-- START Text provided --
Jackie and I went walking around in Cambridge yesterday, to tour the different colleges... St John's, Trinity, Clare, King's, Gonville & Cauis, Emmanuel, Jesus, St Edmund's...

My favourite is John's... it's so huge for one things... and its grounds are really huge as well. The buildings in John's are really old (at least the old part of John's. - they have yucky modern metal-and-concrete buildings too - >sniffs<)... the walls are brownish, and they have tall arches in some archaic-architectural style (don't ask me to name it... it's probably gothic/baroque or anything before and after that, except for renaissance, for all *i* know...). And I actually got to walk *on* the Bridge of Sighs... doesn't it have such a romantic and poetic name?! And they the most romantic ancient-looking creepers creeping all over the walls of some buildings... a scene from a fairy-tale of days of yore!

What I love about John's, besides the Bridge of Sighs, the inspiring buildings, and romantic creepers... are the grounds. For one thing... they have huge areas of grass.. and the college has grounds on both sides of the river Cam. So while we were there, we saw two groups of students playing frisbee... most of them were barefoot guys wearing berms, or long trousers rolled up to three-quarter length. And they were laughing and running around... one of them was on crutches... and he hopped along energetically, and would let go of the crutches, hop into the air to catch the frisbee and do a roll-fall, to protect his injured leg. And there would be small groups of students sitting on the side on the big field, chatting, or watching the frisbee game. And John's has a substantial length of grass patch by the river Cam as well, where students would sit in twos or threes, eating, chatting, or even studying. Jackie and I sat down and lay down for a bit, enjoying the warm sun shining down on us, and watched the punters go by.

The whole scene was a scene of such life and happiness... it just made my smile and feel a great zest for life, and affinity for all these young shining people who are ALIVE... Yeah... it was just one of scenes of great happiness... I could almost feel the joy in the air, that was how palpable it was... I was thinking: "If I were in John's I would definitely have fallen in love, twice over in fact!"
-- END Text provided --
-- START Dataset records --
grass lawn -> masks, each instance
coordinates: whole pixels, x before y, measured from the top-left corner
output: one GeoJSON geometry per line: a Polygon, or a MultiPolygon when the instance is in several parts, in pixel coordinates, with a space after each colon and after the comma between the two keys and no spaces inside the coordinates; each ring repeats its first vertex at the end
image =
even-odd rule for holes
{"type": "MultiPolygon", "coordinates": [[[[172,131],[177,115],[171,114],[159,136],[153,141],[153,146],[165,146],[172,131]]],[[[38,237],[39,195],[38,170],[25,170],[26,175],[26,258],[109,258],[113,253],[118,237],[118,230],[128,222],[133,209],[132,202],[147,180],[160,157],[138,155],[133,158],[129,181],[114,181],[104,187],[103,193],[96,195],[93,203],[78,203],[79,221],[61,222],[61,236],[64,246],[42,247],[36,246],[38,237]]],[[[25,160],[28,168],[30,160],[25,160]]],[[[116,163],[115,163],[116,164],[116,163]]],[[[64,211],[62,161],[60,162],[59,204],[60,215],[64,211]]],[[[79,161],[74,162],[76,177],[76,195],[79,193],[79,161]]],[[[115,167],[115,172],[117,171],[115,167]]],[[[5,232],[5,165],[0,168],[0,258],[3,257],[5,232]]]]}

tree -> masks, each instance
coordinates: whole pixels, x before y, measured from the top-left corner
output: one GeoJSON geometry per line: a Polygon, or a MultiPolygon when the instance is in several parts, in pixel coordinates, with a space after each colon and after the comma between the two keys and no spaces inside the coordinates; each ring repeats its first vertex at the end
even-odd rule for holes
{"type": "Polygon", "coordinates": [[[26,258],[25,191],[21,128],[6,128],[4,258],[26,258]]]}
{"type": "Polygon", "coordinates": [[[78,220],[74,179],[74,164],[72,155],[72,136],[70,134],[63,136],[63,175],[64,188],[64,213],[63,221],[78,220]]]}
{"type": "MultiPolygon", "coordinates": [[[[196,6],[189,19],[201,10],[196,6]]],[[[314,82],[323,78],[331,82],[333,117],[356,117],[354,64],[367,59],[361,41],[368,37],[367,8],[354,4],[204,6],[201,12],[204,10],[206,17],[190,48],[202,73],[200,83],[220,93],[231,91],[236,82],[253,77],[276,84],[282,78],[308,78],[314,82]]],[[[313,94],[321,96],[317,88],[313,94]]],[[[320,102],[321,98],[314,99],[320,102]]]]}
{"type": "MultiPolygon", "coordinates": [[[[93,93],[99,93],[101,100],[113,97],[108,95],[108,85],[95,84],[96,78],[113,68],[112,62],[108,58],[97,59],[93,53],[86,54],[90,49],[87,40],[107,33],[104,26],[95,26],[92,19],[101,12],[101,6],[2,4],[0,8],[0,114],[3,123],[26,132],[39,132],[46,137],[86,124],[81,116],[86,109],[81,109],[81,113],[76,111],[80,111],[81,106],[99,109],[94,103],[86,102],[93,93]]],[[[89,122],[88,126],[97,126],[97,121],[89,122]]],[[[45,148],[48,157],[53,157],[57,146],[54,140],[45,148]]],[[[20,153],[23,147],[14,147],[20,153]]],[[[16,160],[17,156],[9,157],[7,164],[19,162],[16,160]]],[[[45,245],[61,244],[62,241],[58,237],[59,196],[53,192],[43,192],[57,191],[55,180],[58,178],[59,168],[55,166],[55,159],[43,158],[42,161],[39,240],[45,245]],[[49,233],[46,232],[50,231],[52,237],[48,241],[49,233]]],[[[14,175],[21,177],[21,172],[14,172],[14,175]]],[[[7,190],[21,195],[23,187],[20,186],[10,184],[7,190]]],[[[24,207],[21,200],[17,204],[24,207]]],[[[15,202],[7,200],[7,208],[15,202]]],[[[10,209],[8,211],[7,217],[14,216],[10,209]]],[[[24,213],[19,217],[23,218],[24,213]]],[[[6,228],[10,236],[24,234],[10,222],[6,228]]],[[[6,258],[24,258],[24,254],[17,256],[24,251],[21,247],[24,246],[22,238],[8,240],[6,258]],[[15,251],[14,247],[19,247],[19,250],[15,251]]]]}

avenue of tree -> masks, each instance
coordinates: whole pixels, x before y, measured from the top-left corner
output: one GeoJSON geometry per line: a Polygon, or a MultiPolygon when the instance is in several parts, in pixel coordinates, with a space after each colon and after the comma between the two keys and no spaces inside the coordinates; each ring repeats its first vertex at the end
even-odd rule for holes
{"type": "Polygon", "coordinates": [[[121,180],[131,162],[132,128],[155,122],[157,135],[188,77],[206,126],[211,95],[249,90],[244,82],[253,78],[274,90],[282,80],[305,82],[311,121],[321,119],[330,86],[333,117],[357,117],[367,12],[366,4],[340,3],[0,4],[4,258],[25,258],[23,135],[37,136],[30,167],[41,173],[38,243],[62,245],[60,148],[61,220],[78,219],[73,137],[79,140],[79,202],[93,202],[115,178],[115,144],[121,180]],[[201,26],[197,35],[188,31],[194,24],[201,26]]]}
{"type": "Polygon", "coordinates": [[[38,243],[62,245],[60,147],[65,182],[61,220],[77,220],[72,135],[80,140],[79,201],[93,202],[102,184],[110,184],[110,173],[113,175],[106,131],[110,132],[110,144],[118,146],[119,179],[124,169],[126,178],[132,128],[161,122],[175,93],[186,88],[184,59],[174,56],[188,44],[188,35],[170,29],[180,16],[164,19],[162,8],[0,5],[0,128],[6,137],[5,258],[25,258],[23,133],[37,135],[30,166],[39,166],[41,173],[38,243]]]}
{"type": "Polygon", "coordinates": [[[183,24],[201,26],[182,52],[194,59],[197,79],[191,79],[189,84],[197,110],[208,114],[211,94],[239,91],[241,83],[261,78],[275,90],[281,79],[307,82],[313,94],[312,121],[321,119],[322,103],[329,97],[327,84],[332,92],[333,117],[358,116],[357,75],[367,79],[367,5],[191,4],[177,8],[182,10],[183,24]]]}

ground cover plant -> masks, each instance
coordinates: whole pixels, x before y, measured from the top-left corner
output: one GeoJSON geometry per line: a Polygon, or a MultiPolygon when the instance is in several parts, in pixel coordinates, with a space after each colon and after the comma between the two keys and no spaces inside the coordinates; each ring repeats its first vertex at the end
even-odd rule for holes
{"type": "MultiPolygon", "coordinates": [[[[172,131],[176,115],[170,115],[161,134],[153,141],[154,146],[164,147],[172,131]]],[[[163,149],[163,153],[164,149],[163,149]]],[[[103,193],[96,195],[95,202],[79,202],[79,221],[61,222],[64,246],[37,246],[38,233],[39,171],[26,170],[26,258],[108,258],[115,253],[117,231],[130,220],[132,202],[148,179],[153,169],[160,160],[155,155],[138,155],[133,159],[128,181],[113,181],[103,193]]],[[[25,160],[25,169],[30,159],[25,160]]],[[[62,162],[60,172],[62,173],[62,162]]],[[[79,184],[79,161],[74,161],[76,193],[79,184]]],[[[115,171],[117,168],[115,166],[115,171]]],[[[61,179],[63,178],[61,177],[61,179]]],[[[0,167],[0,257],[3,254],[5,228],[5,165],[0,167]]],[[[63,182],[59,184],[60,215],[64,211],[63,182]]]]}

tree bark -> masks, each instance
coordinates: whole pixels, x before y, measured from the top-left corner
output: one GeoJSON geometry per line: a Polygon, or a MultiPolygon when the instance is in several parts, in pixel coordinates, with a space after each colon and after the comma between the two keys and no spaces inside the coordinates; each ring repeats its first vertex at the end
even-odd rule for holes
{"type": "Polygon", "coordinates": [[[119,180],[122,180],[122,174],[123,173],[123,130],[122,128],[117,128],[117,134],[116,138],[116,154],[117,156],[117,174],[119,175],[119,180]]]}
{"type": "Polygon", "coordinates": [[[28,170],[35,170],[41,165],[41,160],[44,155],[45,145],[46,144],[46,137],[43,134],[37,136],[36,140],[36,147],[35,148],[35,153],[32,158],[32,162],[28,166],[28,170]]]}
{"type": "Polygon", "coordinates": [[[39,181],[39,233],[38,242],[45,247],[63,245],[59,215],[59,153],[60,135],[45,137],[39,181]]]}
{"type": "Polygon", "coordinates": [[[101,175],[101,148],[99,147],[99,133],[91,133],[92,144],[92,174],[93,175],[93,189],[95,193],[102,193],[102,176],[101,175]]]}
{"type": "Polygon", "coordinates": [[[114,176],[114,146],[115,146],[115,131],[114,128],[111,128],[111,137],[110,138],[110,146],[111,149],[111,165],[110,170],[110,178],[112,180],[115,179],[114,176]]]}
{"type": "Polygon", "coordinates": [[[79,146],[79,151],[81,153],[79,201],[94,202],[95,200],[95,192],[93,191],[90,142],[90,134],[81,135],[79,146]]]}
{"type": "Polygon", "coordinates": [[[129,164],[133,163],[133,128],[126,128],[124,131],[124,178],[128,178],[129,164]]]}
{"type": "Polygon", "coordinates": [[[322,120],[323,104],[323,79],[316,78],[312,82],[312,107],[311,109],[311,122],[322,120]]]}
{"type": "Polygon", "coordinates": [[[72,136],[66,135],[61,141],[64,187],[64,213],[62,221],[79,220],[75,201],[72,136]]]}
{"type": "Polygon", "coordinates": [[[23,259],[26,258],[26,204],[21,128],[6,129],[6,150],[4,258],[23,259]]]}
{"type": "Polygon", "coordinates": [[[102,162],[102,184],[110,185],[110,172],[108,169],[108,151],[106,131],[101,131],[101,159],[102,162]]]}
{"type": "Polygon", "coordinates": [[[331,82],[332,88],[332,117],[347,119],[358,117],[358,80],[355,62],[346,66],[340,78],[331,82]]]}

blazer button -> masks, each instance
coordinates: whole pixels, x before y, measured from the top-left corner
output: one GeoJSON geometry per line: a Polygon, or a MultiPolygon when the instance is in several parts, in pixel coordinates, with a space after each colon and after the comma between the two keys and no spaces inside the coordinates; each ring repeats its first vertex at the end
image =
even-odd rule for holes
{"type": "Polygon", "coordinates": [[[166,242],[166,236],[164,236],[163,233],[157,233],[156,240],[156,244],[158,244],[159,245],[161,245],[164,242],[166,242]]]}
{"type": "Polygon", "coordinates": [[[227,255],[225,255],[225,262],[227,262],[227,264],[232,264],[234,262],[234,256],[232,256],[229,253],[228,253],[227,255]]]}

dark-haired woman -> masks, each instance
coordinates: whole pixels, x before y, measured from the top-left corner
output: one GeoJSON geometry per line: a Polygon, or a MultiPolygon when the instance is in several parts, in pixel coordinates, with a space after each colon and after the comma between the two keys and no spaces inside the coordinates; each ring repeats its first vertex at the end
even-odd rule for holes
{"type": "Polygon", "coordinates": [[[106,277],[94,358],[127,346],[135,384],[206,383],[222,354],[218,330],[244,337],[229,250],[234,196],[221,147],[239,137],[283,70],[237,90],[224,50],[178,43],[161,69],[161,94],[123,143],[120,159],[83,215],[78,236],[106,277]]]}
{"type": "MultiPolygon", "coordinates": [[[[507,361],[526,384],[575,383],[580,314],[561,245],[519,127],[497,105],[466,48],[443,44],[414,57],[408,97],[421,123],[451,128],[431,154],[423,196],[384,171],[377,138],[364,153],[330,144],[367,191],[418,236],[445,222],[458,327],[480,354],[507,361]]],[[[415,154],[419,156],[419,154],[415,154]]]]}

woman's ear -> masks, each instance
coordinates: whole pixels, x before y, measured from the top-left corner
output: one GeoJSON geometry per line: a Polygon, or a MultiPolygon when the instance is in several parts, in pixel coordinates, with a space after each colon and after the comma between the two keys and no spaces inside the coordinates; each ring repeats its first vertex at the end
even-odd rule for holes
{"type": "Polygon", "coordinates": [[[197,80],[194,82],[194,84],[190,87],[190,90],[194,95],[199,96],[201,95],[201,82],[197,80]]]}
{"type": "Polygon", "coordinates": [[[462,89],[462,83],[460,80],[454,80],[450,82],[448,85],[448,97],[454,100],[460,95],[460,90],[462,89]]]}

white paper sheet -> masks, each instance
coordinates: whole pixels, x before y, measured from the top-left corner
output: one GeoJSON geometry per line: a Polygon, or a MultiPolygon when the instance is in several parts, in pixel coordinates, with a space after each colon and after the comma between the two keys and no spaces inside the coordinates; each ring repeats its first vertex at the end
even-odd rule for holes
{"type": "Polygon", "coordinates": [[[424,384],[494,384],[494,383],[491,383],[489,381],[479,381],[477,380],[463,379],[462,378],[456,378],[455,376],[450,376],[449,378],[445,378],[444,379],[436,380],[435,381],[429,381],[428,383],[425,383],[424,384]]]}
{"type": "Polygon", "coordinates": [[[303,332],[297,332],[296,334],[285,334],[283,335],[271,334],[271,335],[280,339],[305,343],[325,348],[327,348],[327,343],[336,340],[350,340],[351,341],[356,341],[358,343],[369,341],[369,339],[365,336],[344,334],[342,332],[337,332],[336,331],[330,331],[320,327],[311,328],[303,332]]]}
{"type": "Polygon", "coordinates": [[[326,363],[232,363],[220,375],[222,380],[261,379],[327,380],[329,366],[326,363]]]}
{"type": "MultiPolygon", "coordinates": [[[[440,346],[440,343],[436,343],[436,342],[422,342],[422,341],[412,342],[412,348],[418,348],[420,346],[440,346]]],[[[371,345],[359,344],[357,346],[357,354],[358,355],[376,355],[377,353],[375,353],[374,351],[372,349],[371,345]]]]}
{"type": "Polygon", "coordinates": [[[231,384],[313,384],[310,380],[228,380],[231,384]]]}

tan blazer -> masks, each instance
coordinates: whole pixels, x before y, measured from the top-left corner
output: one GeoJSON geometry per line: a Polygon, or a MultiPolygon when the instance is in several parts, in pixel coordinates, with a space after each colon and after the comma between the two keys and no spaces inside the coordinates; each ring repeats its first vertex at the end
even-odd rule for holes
-- END Dataset records --
**Exercise description:**
Return the passage of the post about touring the Cambridge colleges from "Jackie and I went" up to and including "days of yore!", copied word for word.

**Complete answer:**
Jackie and I went walking around in Cambridge yesterday, to tour the different colleges... St John's, Trinity, Clare, King's, Gonville & Cauis, Emmanuel, Jesus, St Edmund's...

My favourite is John's... it's so huge for one things... and its grounds are really huge as well. The buildings in John's are really old (at least the old part of John's. - they have yucky modern metal-and-concrete buildings too - >sniffs<)... the walls are brownish, and they have tall arches in some archaic-architectural style (don't ask me to name it... it's probably gothic/baroque or anything before and after that, except for renaissance, for all *i* know...). And I actually got to walk *on* the Bridge of Sighs... doesn't it have such a romantic and poetic name?! And they the most romantic ancient-looking creepers creeping all over the walls of some buildings... a scene from a fairy-tale of days of yore!